■ **Directions**: Copy the text of every entry below word for word, leaving out the pictures.

■ **Material for this task**:
___

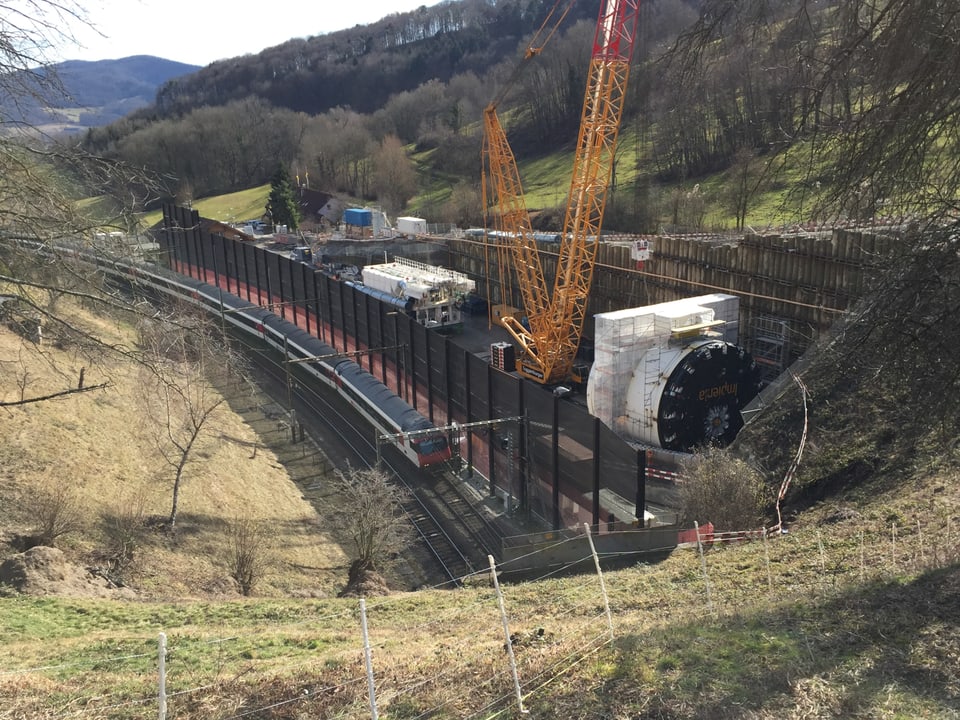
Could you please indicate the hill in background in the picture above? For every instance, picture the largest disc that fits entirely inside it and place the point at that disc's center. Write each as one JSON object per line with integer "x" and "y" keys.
{"x": 99, "y": 92}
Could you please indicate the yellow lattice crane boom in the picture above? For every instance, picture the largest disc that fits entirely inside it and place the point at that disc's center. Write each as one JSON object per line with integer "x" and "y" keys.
{"x": 549, "y": 346}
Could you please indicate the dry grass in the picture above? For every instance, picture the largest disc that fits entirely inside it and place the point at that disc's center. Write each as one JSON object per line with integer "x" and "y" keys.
{"x": 96, "y": 445}
{"x": 851, "y": 614}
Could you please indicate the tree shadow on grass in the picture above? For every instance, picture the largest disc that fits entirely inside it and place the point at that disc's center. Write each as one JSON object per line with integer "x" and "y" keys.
{"x": 845, "y": 656}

___

■ **Correct result**:
Could you please indicate the hill in background in the picture above? For every instance, picture the largest disc that fits entirely inside it and place the point at that disc's center. Write each as one JSON object per line with integer "x" and "y" keys.
{"x": 99, "y": 92}
Could you please indicate the yellow lattice crane boom in the picture above? For every instance, picture the largest disc that fits entirely inside it and place the point at that disc's center. Write each as one JSON object per line with integer "x" and "y" keys.
{"x": 549, "y": 346}
Could you please indicate the dry grass in the picture above? For every instance, picture the largest disc that fits entirely inside it and place the point at that disc's center. Write each as one JSON object per line with integer "x" and "y" keys.
{"x": 96, "y": 445}
{"x": 851, "y": 614}
Could you please indicate the tree shadow on grass in the picture above? For every instance, picture the largest disc that fits entirely inside it and place the point at that disc's center. Write each as one JSON object per line with integer "x" and "y" keys.
{"x": 845, "y": 656}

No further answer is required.